== Extracted information ==
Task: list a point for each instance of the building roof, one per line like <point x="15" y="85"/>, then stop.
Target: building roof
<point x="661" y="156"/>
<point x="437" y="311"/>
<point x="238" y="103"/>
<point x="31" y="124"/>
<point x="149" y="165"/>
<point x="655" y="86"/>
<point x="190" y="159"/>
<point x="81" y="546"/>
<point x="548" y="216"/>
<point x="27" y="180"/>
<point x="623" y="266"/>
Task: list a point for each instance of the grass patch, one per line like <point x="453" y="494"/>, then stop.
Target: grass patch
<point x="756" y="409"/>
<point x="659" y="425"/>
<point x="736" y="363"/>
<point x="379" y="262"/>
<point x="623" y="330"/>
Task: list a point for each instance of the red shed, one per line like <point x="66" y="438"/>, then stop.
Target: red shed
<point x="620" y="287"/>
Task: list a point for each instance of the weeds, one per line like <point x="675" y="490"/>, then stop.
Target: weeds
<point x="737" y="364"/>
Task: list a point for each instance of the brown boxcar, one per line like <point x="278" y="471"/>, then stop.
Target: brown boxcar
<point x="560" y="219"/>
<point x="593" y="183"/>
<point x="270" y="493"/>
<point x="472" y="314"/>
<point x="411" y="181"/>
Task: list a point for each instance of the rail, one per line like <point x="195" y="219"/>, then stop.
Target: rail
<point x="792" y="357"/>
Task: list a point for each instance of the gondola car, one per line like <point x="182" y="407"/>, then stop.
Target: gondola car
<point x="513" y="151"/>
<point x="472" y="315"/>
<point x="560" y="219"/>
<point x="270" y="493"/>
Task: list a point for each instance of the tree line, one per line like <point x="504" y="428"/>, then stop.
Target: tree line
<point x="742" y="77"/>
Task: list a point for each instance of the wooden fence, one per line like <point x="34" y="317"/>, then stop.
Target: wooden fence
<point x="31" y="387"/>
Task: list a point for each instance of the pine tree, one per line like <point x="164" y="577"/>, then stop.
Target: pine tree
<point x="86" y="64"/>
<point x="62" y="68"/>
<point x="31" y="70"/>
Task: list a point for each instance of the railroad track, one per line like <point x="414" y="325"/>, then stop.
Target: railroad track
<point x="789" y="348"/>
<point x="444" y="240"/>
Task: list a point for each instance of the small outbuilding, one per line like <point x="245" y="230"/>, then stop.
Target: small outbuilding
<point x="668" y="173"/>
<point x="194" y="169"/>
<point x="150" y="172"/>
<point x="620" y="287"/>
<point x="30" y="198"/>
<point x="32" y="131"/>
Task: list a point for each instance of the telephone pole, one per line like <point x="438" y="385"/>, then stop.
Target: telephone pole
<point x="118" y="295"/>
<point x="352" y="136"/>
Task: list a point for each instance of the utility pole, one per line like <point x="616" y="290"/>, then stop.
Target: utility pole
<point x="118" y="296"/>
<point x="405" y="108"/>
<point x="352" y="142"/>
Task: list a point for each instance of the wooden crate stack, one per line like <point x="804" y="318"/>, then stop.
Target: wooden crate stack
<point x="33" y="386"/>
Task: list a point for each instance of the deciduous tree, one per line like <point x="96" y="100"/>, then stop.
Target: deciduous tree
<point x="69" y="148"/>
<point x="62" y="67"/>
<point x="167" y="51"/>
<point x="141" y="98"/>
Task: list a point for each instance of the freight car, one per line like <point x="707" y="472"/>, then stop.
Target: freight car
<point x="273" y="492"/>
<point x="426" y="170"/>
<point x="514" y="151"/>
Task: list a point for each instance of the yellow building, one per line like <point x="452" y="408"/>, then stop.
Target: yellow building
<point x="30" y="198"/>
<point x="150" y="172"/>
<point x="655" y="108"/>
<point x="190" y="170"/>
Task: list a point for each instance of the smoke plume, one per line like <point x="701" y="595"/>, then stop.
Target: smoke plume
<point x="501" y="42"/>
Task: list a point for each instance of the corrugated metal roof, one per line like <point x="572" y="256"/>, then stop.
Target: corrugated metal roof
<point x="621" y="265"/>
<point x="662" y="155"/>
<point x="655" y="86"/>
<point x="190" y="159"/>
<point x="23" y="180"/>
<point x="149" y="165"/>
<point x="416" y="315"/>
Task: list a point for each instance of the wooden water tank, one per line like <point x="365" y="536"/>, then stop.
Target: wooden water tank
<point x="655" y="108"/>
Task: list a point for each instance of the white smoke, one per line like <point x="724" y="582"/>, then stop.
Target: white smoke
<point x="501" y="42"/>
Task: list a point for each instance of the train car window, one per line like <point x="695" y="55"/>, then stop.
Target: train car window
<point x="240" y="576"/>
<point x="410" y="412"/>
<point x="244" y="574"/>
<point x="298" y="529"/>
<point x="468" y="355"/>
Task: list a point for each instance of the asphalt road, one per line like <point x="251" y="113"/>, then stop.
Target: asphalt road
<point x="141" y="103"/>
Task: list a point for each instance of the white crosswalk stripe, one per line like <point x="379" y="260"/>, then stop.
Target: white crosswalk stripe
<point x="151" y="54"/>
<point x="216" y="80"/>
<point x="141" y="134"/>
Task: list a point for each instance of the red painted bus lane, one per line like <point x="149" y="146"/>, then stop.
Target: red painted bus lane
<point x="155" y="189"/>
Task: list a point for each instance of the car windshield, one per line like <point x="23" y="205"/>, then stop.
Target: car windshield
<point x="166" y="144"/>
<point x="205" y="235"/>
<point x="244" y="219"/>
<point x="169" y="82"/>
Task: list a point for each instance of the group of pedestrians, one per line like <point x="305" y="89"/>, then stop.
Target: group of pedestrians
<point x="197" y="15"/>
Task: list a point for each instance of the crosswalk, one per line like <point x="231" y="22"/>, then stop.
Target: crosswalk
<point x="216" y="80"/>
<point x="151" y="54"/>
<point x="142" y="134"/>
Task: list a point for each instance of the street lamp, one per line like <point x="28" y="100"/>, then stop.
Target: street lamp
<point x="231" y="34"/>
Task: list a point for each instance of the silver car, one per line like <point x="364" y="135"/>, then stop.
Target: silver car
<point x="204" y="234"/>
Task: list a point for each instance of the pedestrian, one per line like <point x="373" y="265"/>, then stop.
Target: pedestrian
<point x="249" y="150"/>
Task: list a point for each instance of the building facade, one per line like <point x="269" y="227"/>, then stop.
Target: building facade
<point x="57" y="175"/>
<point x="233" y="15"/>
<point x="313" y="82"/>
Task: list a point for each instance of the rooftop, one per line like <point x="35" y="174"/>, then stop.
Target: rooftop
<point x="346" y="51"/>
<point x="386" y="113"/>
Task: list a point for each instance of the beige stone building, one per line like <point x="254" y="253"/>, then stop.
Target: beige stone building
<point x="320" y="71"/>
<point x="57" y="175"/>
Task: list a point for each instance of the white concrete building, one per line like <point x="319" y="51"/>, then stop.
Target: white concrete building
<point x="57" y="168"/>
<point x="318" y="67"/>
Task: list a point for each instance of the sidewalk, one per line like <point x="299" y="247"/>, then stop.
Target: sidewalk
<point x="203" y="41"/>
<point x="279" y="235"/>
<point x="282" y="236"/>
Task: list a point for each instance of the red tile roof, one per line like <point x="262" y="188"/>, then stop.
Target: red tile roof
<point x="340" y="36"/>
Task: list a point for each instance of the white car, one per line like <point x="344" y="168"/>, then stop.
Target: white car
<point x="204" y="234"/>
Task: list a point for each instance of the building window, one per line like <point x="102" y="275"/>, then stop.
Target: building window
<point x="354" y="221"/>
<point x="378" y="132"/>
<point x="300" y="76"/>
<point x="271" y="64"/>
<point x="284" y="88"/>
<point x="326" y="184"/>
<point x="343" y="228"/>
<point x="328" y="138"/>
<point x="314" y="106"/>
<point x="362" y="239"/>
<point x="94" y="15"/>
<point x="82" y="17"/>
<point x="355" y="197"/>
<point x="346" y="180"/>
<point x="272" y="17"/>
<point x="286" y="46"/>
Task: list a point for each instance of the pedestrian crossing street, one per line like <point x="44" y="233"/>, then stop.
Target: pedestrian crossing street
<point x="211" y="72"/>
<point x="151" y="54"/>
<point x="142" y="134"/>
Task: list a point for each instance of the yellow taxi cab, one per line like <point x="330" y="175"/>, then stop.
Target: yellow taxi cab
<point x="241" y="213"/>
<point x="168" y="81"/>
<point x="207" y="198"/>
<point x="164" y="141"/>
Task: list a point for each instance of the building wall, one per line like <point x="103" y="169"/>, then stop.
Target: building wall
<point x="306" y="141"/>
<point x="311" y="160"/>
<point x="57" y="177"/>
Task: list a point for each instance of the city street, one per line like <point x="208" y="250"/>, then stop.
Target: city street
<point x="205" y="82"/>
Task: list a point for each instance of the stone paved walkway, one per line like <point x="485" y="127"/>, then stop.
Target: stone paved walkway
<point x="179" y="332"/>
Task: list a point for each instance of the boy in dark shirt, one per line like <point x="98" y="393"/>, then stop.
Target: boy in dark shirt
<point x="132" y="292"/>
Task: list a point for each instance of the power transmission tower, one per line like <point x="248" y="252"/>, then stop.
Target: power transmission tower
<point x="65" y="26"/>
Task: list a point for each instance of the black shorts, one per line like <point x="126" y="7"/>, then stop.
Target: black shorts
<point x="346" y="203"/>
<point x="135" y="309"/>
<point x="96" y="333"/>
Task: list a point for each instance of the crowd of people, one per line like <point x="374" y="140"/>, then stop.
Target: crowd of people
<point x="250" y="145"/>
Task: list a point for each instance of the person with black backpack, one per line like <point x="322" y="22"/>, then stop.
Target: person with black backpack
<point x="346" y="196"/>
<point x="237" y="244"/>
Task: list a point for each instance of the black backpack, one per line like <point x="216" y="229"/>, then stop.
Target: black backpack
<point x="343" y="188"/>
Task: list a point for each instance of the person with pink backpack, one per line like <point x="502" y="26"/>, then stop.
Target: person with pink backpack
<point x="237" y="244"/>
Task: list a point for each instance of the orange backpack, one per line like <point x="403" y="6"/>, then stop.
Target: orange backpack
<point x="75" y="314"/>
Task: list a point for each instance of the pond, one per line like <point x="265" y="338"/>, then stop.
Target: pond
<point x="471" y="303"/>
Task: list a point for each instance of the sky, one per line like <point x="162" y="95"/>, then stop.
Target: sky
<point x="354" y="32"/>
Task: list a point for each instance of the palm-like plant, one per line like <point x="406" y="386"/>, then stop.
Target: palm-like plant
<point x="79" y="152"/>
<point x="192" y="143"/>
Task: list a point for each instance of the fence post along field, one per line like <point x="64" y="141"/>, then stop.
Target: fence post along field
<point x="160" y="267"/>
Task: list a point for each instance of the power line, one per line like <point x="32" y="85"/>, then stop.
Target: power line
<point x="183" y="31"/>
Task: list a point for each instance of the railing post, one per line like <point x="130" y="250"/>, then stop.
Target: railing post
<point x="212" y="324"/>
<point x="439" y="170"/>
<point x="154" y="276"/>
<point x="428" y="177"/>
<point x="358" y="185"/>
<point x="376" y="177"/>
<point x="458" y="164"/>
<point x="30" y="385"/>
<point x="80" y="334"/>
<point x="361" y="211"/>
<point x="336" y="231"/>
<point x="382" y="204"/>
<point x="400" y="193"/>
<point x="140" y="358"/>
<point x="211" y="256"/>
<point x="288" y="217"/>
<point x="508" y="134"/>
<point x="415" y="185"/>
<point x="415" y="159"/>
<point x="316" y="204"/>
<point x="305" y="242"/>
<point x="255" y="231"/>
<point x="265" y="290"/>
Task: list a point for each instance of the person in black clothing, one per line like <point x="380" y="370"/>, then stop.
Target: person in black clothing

== Written request ==
Begin with the line that contains "Task: list a point for each instance of the person in" and end with the last line of the records; set down every line in that span exactly, and nothing else.

== Task result ==
Task: list a point for each instance of the person in black clothing, one per line like <point x="380" y="370"/>, then stop.
Target: person in black clothing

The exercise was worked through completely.